REQUIRED WORK: Could you output the lines below as a numbered list, starting at the line that has "shape [[125, 411]]." and stopping after the one that has "[[1114, 520], [260, 622], [1168, 505], [849, 639], [1043, 505]]"? Leave out any blank lines.

***** MATERIAL SUPPLIED

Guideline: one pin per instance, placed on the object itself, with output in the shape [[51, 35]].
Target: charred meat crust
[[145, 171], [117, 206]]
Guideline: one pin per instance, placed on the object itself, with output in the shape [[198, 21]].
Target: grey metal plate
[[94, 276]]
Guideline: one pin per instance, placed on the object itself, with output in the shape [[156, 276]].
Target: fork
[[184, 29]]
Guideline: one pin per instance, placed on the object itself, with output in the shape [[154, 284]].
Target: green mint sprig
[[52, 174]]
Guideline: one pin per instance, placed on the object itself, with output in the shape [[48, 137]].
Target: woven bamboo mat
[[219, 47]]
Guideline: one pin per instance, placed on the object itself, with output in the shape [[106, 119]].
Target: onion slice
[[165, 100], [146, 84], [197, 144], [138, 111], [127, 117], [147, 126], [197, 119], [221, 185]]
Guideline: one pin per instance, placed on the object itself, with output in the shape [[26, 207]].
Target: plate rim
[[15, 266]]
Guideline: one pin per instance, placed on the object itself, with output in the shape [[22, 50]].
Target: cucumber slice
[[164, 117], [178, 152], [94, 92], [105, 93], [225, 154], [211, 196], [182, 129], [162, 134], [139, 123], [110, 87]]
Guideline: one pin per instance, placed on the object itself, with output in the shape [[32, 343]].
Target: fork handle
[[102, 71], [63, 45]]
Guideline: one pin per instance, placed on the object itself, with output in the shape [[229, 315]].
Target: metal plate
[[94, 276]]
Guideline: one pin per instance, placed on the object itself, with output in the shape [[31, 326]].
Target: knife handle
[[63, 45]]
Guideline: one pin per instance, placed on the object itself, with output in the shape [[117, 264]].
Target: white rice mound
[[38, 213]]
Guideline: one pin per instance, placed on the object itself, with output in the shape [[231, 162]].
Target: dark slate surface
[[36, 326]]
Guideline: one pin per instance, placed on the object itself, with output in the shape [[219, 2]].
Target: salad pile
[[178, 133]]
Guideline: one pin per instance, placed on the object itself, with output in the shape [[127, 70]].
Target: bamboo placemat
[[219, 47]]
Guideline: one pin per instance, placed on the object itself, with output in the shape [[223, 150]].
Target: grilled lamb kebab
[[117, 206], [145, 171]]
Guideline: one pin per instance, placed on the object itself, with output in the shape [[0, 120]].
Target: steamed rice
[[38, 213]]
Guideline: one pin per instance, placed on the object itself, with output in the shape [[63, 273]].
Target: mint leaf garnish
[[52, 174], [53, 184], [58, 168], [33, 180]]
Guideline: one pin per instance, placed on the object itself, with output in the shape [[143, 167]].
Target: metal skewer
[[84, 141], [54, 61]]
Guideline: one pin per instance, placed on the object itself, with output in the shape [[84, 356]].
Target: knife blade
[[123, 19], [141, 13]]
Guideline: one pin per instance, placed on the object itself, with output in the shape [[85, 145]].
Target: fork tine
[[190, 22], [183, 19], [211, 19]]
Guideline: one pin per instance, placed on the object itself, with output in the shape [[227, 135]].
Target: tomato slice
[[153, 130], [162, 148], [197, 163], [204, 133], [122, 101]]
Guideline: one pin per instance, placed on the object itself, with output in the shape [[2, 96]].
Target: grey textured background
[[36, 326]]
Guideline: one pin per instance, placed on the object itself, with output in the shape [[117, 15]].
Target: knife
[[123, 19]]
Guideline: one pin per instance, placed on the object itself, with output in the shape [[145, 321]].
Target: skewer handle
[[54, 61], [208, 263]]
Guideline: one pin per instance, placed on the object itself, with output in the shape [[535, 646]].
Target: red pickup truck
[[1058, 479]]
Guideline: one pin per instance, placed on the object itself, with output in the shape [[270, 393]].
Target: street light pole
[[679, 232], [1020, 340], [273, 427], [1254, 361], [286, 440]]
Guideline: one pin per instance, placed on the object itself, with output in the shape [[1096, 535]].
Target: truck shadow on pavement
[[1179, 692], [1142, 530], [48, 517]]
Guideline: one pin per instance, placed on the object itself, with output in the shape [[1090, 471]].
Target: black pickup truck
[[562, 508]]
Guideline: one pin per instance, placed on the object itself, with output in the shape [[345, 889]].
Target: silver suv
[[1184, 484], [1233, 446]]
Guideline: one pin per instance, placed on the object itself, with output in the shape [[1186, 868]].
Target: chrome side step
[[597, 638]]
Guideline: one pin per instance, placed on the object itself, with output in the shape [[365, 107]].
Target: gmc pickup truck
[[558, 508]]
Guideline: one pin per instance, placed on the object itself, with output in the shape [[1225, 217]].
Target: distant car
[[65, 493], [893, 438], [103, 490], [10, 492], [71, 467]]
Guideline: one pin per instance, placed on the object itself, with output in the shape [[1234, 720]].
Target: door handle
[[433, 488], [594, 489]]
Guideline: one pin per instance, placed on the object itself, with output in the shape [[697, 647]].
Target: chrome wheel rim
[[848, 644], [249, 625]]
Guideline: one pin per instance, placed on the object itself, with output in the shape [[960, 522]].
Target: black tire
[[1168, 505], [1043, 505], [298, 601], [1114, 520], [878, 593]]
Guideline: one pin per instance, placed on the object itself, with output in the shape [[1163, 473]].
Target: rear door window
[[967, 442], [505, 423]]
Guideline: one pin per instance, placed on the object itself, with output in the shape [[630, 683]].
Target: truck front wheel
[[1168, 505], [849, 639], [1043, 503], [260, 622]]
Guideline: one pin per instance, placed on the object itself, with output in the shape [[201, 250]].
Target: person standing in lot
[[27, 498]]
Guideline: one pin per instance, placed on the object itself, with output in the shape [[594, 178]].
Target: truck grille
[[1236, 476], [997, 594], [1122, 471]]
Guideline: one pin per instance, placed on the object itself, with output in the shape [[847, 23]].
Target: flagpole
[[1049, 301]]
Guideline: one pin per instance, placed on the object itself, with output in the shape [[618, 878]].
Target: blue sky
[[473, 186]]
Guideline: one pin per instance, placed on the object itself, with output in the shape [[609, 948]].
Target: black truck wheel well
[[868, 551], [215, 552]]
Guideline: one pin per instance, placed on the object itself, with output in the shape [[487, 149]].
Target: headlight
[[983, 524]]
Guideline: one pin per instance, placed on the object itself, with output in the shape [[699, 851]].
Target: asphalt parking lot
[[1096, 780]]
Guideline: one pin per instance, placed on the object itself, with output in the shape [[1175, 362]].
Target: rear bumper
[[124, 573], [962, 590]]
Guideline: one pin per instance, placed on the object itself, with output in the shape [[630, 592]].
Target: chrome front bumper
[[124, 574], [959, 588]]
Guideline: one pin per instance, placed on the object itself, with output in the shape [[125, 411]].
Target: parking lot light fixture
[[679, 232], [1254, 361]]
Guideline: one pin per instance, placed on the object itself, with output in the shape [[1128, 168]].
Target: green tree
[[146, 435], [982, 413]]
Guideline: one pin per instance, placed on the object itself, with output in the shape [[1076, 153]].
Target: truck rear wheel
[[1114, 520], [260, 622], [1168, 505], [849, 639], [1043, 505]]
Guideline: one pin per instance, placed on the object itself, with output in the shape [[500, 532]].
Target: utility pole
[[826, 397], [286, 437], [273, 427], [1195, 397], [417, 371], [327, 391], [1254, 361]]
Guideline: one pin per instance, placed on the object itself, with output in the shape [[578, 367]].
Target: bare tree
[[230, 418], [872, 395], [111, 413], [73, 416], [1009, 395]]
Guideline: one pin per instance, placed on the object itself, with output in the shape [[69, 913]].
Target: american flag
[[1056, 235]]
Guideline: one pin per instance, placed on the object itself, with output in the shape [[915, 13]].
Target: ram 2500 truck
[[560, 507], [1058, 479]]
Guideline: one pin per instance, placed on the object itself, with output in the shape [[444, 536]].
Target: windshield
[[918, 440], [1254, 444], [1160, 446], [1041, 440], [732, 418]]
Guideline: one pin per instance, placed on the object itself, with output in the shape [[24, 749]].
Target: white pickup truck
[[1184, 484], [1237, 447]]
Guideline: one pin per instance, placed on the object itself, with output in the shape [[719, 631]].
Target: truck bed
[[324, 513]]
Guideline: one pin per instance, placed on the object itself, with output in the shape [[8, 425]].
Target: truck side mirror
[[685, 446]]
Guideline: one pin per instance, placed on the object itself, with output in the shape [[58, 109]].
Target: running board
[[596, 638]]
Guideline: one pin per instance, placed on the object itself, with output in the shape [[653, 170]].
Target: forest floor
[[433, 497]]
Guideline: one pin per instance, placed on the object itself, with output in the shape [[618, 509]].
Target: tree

**********

ANSWER FOR THE TASK:
1. Guideline: one pin per instance, placed on the object itself, with output in the shape [[125, 411]].
2. Target: parking lot light fixture
3. [[679, 232], [1254, 361]]
4. Guideline: one pin per instance, placed on the object itself, with output in the shape [[1128, 168]].
5. Target: green tree
6. [[146, 435], [982, 413]]
7. Guideline: one pin per instance, placed on the object itself, with output in the shape [[1076, 153]].
8. Target: truck rear wheel
9. [[1114, 520], [260, 622], [1168, 505], [849, 639], [1043, 505]]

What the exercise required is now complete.